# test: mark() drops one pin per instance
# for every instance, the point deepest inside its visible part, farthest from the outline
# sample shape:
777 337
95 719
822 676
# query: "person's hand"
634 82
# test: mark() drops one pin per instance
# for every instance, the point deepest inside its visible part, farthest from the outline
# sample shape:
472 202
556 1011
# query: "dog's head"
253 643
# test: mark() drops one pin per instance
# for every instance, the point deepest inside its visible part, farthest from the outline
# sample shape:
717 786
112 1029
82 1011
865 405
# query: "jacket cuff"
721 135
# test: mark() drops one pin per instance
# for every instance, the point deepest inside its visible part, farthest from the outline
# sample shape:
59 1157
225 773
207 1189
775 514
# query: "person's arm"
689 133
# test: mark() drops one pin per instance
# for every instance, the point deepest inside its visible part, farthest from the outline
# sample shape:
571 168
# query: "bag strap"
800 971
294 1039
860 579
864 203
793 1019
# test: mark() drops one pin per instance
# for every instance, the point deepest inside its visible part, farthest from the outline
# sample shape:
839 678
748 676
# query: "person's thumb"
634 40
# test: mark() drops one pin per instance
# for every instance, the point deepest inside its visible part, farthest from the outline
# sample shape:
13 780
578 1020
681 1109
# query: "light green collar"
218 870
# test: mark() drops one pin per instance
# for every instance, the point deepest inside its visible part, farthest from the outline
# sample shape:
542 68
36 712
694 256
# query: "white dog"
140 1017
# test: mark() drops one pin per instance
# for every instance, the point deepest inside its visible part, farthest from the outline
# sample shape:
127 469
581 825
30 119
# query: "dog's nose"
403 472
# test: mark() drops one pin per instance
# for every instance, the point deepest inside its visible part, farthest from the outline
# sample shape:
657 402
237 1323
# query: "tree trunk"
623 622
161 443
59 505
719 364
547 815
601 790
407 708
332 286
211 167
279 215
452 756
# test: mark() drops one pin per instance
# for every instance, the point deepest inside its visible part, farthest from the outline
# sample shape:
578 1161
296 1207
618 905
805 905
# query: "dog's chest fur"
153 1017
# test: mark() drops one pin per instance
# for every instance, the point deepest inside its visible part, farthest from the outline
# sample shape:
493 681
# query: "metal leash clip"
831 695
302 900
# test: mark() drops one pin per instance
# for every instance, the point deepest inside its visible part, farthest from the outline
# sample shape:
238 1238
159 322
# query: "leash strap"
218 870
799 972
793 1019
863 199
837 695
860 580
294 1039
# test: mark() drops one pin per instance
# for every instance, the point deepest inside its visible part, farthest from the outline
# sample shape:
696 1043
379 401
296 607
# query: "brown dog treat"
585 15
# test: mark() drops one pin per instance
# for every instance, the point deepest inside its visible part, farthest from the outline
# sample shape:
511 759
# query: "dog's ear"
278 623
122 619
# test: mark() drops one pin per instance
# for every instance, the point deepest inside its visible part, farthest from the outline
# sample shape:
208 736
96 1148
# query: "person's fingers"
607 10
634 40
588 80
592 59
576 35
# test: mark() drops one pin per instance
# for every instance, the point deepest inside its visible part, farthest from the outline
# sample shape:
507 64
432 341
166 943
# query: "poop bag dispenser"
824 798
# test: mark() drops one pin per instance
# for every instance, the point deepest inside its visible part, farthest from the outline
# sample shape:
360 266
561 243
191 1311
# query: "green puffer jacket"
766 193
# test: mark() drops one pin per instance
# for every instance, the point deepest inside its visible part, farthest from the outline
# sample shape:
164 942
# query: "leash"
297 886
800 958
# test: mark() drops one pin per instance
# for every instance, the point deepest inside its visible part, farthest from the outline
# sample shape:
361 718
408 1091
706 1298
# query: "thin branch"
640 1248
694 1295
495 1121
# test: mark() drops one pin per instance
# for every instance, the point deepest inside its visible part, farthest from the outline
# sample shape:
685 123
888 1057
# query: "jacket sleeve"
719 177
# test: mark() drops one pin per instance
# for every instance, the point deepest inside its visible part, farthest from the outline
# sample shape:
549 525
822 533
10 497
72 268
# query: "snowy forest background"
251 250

= = = = =

» **Instructions for the task**: Extract the full listing above without alteration.

» **The answer**:
# test: mark() drops one pin per instance
# for every instance, the point deepest inside its visible part, farthest from the outline
# sample shape:
777 337
95 719
822 676
# query: "person's hand"
634 82
# test: mark() drops one pin per instance
# for every instance, the point deepest inside its visible part, farthest from the outline
# sample shape:
472 202
556 1011
# query: "dog's head"
253 643
# test: mark() drops one pin per instance
# for every instance, the point deepest inside its visible part, farthest from the outline
# sample shape:
717 786
112 1029
82 1011
865 405
# query: "jacket cuff"
721 135
# test: mark() drops one pin per instance
# for every instance, the point deepest inside its visible part, farthest from the outline
# sample shape:
59 1157
225 773
207 1189
775 514
# query: "person's arm"
689 133
# test: mark() drops one pin per instance
# for every instance, the point deepest inside its visible part, farthest from the outline
# sample shape:
571 168
# query: "bag strap"
800 971
294 1039
860 579
864 203
793 1019
# test: mark() drops one pin per instance
# for every instance, the point deepest inside its visible part, farthest from the outline
# sample shape:
839 678
748 676
# query: "person's thumb"
634 40
# test: mark() drops one pin per instance
# for every instance, the point deepest inside its visible part, farthest from the outline
# sample shape:
13 780
578 1020
681 1109
# query: "light green collar"
218 870
# test: mark() drops one pin per instance
# for every instance, the point deepest inside its visible part, farthest from the outline
# sample shape:
542 68
36 712
694 256
# query: "white dog"
140 1017
# test: mark() drops one pin per instance
# for every instance, the point deepest inside its visible part, farthest from the outline
# sample shape:
127 469
581 825
30 119
# query: "dog's nose"
403 472
# test: mark() drops one pin per instance
# for every instance, the point deepest inside its visible part, farthest from the outline
# sample shape:
657 402
237 1323
# query: "tree trunk"
623 622
161 443
59 505
719 364
547 815
601 790
407 708
332 286
211 167
279 215
452 756
# test: mark() drops one pin per instance
# for every instance, the point deepest inside its visible part, farthest from the outline
# sample shape:
578 1161
296 1207
618 905
805 905
# query: "dog's chest fur"
153 1017
# test: mark() drops one pin per instance
# for every instance, the point deepest inside its visible part, farthest from the outline
# sample shape:
493 681
# query: "metal leash clip"
831 695
302 900
# test: mark() drops one pin per instance
# for every instance, the point deepest inside its visible part, farthest from the outline
# sample shape:
238 1238
159 322
# query: "leash strap"
218 870
799 972
793 1019
863 199
837 695
860 580
294 1039
# test: mark() drops one pin per instance
# for every instance, the point deepest inside its visible part, farthest from the outline
# sample shape:
696 1043
379 401
296 607
# query: "brown dog treat"
585 15
# test: mark() drops one pin per instance
# for every instance, the point deepest inside its visible part, farthest from the outline
# sample shape:
511 759
# query: "dog's ear"
278 623
122 619
# test: mark() drops one pin per instance
# for every instance, the point deepest inside its visible part, farthest from the outline
# sample shape:
208 736
96 1148
# query: "person's fingers"
607 10
634 40
588 80
592 59
576 35
# test: mark() drops one pin per instance
# for every instance, the point deepest inside its visible part, farthest from the outline
# sample shape:
507 64
432 341
166 943
# query: "poop bag dispenser"
824 798
# test: mark() drops one pin per instance
# for every instance, the point deepest inside its visible part, farthest from the outline
# sample shape:
360 266
561 243
191 1311
# query: "green puffer jacket"
766 193
# test: mark() drops one pin per instance
# for every instance, the point deepest inside its visible part, farthest from the outline
# sample shape:
164 942
# query: "leash"
297 886
800 958
# test: mark() drops one pin per instance
# for every instance, the point deepest inside its visible part, farthest from the outline
# sample shape:
361 718
408 1091
706 1298
# query: "thin branch"
640 1248
694 1295
495 1121
# test: mark() drops one pin per instance
# for every instance, the point deepest inside its visible part, farthest from the outline
# sample shape:
685 123
888 1057
# query: "jacket sleeve"
719 177
# test: mark() drops one pin per instance
# for every instance, the point deepest inside its visible part, farthest from the outline
# sample shape:
549 525
822 533
10 497
72 268
# query: "snowy forest background"
251 250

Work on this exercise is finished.